■ WORK INSTRUCTIONS: Could you lay out every line of the records below as a numbered list, leaving out the blank lines?

+ + +

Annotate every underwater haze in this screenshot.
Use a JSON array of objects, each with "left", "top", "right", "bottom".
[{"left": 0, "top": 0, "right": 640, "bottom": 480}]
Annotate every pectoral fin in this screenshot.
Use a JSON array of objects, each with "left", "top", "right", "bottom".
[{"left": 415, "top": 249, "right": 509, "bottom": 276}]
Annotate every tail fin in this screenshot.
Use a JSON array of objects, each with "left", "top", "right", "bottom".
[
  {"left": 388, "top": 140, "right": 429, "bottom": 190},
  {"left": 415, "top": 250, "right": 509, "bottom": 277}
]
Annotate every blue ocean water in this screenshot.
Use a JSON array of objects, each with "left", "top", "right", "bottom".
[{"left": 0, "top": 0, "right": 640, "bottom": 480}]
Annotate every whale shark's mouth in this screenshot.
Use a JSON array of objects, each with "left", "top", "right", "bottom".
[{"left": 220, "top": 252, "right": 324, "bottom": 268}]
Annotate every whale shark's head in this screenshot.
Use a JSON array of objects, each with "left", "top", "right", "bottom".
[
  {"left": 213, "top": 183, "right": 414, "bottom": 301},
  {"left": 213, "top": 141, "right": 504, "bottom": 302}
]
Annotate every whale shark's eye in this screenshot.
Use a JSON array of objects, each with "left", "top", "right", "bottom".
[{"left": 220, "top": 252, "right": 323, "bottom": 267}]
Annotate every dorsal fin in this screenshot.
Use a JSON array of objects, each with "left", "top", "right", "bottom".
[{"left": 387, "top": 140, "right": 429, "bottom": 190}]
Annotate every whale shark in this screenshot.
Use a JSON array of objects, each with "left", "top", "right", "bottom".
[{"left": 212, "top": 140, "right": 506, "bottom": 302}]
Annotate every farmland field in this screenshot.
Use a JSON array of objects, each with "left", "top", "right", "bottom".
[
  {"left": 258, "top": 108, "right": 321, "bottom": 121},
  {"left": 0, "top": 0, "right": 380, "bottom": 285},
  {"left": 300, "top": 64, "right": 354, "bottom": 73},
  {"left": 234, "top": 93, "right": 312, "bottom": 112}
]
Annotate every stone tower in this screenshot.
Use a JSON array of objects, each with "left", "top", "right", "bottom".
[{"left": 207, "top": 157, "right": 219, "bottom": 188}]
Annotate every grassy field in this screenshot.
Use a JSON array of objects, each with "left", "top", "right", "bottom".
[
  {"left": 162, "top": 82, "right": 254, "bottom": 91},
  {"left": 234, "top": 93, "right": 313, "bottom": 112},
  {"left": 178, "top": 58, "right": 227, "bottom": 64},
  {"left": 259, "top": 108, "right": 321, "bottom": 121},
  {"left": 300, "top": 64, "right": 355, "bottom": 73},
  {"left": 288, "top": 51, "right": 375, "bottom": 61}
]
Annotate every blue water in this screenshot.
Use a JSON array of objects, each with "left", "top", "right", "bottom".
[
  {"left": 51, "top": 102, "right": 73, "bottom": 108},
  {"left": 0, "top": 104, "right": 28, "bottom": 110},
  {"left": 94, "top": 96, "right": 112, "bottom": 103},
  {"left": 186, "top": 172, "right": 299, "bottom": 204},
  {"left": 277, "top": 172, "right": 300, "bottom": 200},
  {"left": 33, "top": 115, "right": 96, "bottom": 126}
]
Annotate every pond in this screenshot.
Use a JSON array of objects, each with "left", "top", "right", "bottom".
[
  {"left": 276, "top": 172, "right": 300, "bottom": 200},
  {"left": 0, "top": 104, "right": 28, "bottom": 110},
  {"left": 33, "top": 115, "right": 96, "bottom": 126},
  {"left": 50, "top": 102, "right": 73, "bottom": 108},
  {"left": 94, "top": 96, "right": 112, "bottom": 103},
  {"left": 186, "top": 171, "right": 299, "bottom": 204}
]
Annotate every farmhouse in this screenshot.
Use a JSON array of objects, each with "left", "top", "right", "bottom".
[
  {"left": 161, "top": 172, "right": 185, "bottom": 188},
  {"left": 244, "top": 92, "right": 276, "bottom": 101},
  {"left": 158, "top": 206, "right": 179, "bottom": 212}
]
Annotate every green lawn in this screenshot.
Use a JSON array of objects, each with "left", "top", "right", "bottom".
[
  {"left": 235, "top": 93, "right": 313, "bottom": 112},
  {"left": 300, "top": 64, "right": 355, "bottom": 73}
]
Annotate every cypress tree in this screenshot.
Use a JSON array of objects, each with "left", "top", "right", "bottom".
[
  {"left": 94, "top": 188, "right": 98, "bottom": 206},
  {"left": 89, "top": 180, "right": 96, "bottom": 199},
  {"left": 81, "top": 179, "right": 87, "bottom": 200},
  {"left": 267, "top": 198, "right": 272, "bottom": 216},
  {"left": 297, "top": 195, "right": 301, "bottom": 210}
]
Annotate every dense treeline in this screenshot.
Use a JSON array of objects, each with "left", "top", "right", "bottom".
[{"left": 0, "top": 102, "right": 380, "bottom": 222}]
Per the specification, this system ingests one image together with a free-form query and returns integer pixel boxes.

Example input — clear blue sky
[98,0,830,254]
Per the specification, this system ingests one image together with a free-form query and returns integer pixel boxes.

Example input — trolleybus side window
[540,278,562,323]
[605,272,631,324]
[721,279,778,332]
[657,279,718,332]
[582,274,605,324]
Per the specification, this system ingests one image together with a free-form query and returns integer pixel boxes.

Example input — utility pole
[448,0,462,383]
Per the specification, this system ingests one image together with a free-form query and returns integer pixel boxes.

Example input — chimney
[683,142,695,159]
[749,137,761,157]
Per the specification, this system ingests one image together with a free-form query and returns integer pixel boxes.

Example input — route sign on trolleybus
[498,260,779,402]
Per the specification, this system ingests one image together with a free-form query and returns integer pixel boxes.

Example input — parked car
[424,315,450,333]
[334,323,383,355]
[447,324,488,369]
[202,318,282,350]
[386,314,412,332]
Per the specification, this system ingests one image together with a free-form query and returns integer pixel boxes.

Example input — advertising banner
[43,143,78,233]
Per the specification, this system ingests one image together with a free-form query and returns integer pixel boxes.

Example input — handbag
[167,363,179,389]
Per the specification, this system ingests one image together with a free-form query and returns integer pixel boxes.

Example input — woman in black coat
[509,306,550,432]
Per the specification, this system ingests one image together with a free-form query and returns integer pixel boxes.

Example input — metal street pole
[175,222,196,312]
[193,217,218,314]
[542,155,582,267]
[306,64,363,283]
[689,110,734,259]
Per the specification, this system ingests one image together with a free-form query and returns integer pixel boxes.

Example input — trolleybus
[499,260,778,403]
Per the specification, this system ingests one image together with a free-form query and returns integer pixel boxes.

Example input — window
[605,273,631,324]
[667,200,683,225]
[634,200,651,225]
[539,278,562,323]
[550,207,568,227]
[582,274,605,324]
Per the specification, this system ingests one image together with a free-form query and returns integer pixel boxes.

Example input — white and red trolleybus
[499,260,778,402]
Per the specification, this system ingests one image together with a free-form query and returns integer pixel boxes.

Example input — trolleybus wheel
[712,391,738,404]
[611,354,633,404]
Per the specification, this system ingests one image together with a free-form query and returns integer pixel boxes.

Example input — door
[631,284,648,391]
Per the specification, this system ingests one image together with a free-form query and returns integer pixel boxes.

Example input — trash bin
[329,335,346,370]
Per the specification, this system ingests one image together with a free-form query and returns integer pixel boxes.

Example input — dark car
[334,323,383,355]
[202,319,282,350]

+ + +

■ RESULT OF THIS TASK:
1. Annotate every underwater haze in this screenshot.
2. Use a JSON array of objects, each with "left", "top", "right", "bottom".
3. [{"left": 0, "top": 0, "right": 640, "bottom": 480}]
4. Annotate every pectoral fin in this screenshot.
5. Use a JSON array of objects, each with "left", "top", "right", "bottom".
6. [{"left": 415, "top": 249, "right": 509, "bottom": 276}]
7. Annotate every tail fin in this screenshot.
8. Use a JSON array of objects, each with "left", "top", "right", "bottom".
9. [
10.   {"left": 388, "top": 140, "right": 429, "bottom": 190},
11.   {"left": 415, "top": 250, "right": 509, "bottom": 277}
12. ]
13. Annotate every blue ocean water in this screenshot.
14. Use a JSON array of objects, each with "left", "top", "right", "bottom".
15. [{"left": 0, "top": 0, "right": 640, "bottom": 480}]
16. Annotate every whale shark's mouth in this screenshot.
17. Use a JSON array of objects, each with "left", "top", "right", "bottom".
18. [{"left": 220, "top": 252, "right": 324, "bottom": 268}]
19. Annotate every whale shark's head in this screenshot.
20. Use a JSON array of objects, each with "left", "top", "right", "bottom".
21. [
22.   {"left": 213, "top": 183, "right": 414, "bottom": 301},
23.   {"left": 213, "top": 141, "right": 504, "bottom": 302}
24. ]
25. Annotate every whale shark's eye in this screenshot.
26. Use a JSON array of objects, each with "left", "top", "right", "bottom".
27. [{"left": 220, "top": 252, "right": 323, "bottom": 267}]
28. Annotate every dorsal fin in this screenshot.
29. Use a JSON array of objects, each with "left", "top", "right", "bottom".
30. [{"left": 387, "top": 140, "right": 429, "bottom": 190}]
31. Annotate every whale shark in this screenshot.
32. Use a JSON array of objects, each with "left", "top", "right", "bottom".
33. [{"left": 212, "top": 140, "right": 506, "bottom": 302}]
34. Annotate every farmland field in this screenshot.
35. Use a JSON array of objects, each with "left", "top", "right", "bottom".
36. [
37.   {"left": 258, "top": 108, "right": 321, "bottom": 121},
38.   {"left": 0, "top": 0, "right": 380, "bottom": 285},
39.   {"left": 300, "top": 64, "right": 354, "bottom": 73},
40.   {"left": 234, "top": 93, "right": 312, "bottom": 112}
41. ]
42. Annotate every stone tower in this screenshot.
43. Use a JSON array of objects, each with "left", "top", "right", "bottom".
44. [{"left": 207, "top": 157, "right": 219, "bottom": 188}]
45. Annotate every grassy field in this screenshot.
46. Use a JSON array of objects, each with "left", "top", "right", "bottom".
47. [
48.   {"left": 162, "top": 82, "right": 254, "bottom": 91},
49.   {"left": 234, "top": 93, "right": 313, "bottom": 112},
50.   {"left": 178, "top": 58, "right": 227, "bottom": 64},
51.   {"left": 259, "top": 108, "right": 321, "bottom": 121},
52.   {"left": 300, "top": 64, "right": 355, "bottom": 73},
53.   {"left": 288, "top": 51, "right": 375, "bottom": 61}
54. ]
55. Annotate every blue water in this screenshot.
56. Use a JSON array of objects, each with "left", "top", "right", "bottom".
57. [
58.   {"left": 51, "top": 102, "right": 73, "bottom": 108},
59.   {"left": 0, "top": 104, "right": 28, "bottom": 110},
60.   {"left": 94, "top": 96, "right": 112, "bottom": 103},
61.   {"left": 186, "top": 172, "right": 299, "bottom": 204},
62.   {"left": 277, "top": 172, "right": 300, "bottom": 200},
63.   {"left": 33, "top": 115, "right": 96, "bottom": 126}
64. ]
65. Annotate every pond in this screenshot.
66. Use a JSON array of objects, each with "left", "top", "right", "bottom".
67. [
68.   {"left": 276, "top": 172, "right": 300, "bottom": 200},
69.   {"left": 0, "top": 104, "right": 28, "bottom": 110},
70.   {"left": 33, "top": 115, "right": 96, "bottom": 126},
71.   {"left": 50, "top": 102, "right": 73, "bottom": 108},
72.   {"left": 94, "top": 96, "right": 112, "bottom": 103},
73.   {"left": 186, "top": 171, "right": 299, "bottom": 204}
74. ]
75. Annotate every farmhouse in this screenshot.
76. Use a JSON array of objects, each with "left", "top", "right", "bottom".
77. [
78.   {"left": 161, "top": 172, "right": 185, "bottom": 188},
79.   {"left": 244, "top": 92, "right": 276, "bottom": 101},
80.   {"left": 158, "top": 206, "right": 179, "bottom": 212}
81. ]
82. Annotate every green lawn in this screenshot.
83. Use a JSON array of objects, each with "left", "top", "right", "bottom".
84. [
85.   {"left": 235, "top": 93, "right": 313, "bottom": 112},
86.   {"left": 300, "top": 64, "right": 355, "bottom": 73}
87. ]
88. Annotate every cypress tree in this screenshot.
89. Use a JSON array of objects, each with "left", "top", "right", "bottom".
90. [
91.   {"left": 94, "top": 188, "right": 98, "bottom": 206},
92.   {"left": 89, "top": 180, "right": 96, "bottom": 199},
93.   {"left": 81, "top": 179, "right": 87, "bottom": 200},
94.   {"left": 267, "top": 198, "right": 272, "bottom": 216},
95.   {"left": 297, "top": 195, "right": 301, "bottom": 210}
96. ]
97. Annotate every dense treeline in this screenshot.
98. Use a JSON array of objects, each with "left", "top", "right", "bottom".
99. [{"left": 0, "top": 102, "right": 380, "bottom": 222}]
100. Per the specification, this system ingests one image together with a free-form query and returns integer pixel boxes.
101. Example input — clear blue sky
102. [98,0,830,254]
103. Per the specification, this system ingests one image together with a free-form query and returns integer pixel boxes.
104. Example input — trolleybus side window
105. [540,278,562,323]
106. [605,272,631,324]
107. [721,279,778,332]
108. [657,279,718,332]
109. [582,274,605,324]
110. Per the specification, this system ingests one image together with a free-form query and returns integer pixel boxes.
111. Example input — utility pole
112. [448,0,462,383]
113. Per the specification, this system ingests one image together with a free-form query and returns integer pixel boxes.
114. Example input — chimney
115. [683,142,695,159]
116. [749,137,761,157]
117. Per the specification, this system ingests one image together with a free-form query and returns integer pixel boxes.
118. Example input — route sign on trolleybus
119. [498,260,779,402]
120. Per the specification, this system ingests one image together with a free-form query and returns integer pixel boxes.
121. Example input — parked car
122. [424,315,450,333]
123. [334,323,383,355]
124. [447,324,488,369]
125. [202,318,282,350]
126. [386,314,412,332]
127. Per the specification, this system ingests one image together with a free-form query and returns integer pixel boxes.
128. Example input — advertising banner
129. [43,143,78,233]
130. Per the specification, this system ingests one image together with a free-form query and returns integer pixel boxes.
131. Example input — handbag
132. [167,363,179,389]
133. Per the specification, this system ingests one image together with a free-form query and returns integer pixel boxes.
134. Example input — woman in black coat
135. [509,306,550,432]
136. Per the specification, this system ingests one image together with a free-form query and returns integer pixel boxes.
137. Example input — metal street pole
138. [175,222,196,312]
139. [193,217,218,314]
140. [542,155,582,267]
141. [306,64,363,283]
142. [689,110,734,259]
143. Per the specification, this system ingests one image together with a free-form query and returns integer pixel boxes.
144. Example input — trolleybus
145. [499,260,778,403]
146. Per the specification, this system ingests one image together with a free-form query and returns integer pixel boxes.
147. Example input — window
148. [605,273,631,324]
149. [667,200,683,225]
150. [634,200,651,225]
151. [539,278,562,323]
152. [550,207,568,227]
153. [582,274,605,324]
154. Per the specification, this system ingests one image together with a free-form query and returns integer pixel boxes.
155. Example input — white and red trolleybus
156. [499,260,778,402]
157. Per the specification, this system ingests one image together with a free-form query and returns integer pixel boxes.
158. Example input — trolleybus wheel
159. [712,391,738,404]
160. [611,354,633,404]
161. Per the specification, this system ingests one image together with a free-form query and returns integer pixel boxes.
162. Example input — door
163. [631,284,648,391]
164. Per the specification, this system ingests one image together with a free-form query and returns integer pixel boxes.
165. Example input — trash bin
166. [329,335,346,370]
167. Per the specification, this system ingests one image together with a free-form query and returns integer pixel boxes.
168. Example input — dark car
169. [334,323,383,355]
170. [202,319,282,350]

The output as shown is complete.